DOCUMENT EXTRACT:
-- -- --
The Airhose bracket on the SSW is rubber Hi-Techs and the DL&W is plastic Kadee with those crappy flimsy hoses replaced with black wire. 
As for the deck, that is a strong point of the Tichys. Attached is a set of images of the paint sequence.
  1. Gray solvent based primer (ModelMaster in this case).
  2. Swipes of thinned acrylic paint colors of the usual suspects: burnt & raw umbers & siennas, black, gray
  3. A thinned acrylic paint oxide or boxcar red wash
  4. Followed by a black artists oils wash
  5. Followed by good old Dullcoat.
Apologize for the bandwidth on STMFC, but never have shared this on Resin Freight Cars, because these ain't resin!
RJ Dial

mopacfirst
 

Thanks for posting this;  it replaces the Tichy kit advice that uses Floquil.  I had good results with the Floquil, and I've been kind of messing around with acrylics and gotten OK results, but I'm going to try these on several flatcars I currently have on the bench.
-- -- --
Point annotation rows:
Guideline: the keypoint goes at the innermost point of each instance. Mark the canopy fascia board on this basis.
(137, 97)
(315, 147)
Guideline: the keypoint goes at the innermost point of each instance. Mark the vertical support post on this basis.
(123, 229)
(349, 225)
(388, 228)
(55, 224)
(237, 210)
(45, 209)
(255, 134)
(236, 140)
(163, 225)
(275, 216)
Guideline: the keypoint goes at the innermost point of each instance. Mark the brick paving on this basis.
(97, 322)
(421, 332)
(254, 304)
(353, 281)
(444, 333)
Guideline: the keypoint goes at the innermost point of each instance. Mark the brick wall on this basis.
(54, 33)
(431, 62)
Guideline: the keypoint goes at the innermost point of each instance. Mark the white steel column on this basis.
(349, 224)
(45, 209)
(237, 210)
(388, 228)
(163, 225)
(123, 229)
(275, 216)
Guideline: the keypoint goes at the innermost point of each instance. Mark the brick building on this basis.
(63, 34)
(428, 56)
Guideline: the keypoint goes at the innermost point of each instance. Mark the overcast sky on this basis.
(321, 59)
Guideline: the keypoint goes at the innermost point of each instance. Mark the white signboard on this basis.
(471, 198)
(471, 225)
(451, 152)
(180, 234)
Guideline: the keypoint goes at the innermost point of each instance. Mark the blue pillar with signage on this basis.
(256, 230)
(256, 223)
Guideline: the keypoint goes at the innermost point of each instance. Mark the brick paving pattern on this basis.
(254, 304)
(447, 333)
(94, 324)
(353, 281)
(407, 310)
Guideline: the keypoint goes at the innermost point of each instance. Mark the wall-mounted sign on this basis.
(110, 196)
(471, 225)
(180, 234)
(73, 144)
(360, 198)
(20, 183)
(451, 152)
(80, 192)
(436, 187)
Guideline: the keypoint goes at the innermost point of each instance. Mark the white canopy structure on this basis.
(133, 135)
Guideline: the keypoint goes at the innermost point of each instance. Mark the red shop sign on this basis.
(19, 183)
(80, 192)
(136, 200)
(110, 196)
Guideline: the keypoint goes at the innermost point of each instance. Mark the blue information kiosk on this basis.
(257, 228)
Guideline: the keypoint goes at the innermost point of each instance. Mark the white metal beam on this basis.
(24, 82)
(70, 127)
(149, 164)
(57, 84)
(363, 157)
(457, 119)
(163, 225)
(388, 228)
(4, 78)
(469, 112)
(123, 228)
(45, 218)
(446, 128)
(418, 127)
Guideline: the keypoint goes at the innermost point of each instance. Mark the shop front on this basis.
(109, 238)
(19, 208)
-- -- --
INSTRUCTIONS TO FOLLOW:
Pick up the forum thread on painting model flatcar decks after its last sentence and keep it going. These rows have nothing to do with the forum thread.

IN RESPONSE:
Ron Merrick

Fred Jansz
 

That's a very realistic looking deck RJ!
Thanks for sharing your work.
Very inspiring.
Will try that too when the WP flats arrive....
Fred Jansz

radiodial868
 

So you don't think I'm like my grandmother, sweet lady, but she would always leave out some part of a recipe she was asked to share. 
  • I forgot to mention that one needs to really gouge up the surface first using a #17 Xacto chisel blade. Drag it, stab it, gouge it, split it & so on.
  • Another item is that these images used Floquil Foundation as the base color instead of gray primer. Only dif is that it varies the overall look across a fleet of cars. The key is to use a solvent based base coat followed by acrylic colors.
  • As the one image shows, I used artists paints in the squeeze tubes onto a glass plate, wetting the brush and then getting a little color on the brush.
  • Another trick, is that for decks that were originally painted (i.e. SP), I'll also add some of the body color to the palette. Similarly, I'll leave a board unpainted now and then to represent replacements. They still get the washes though.
  • I've also done this with wood decks like Model Masterpieces with the same results.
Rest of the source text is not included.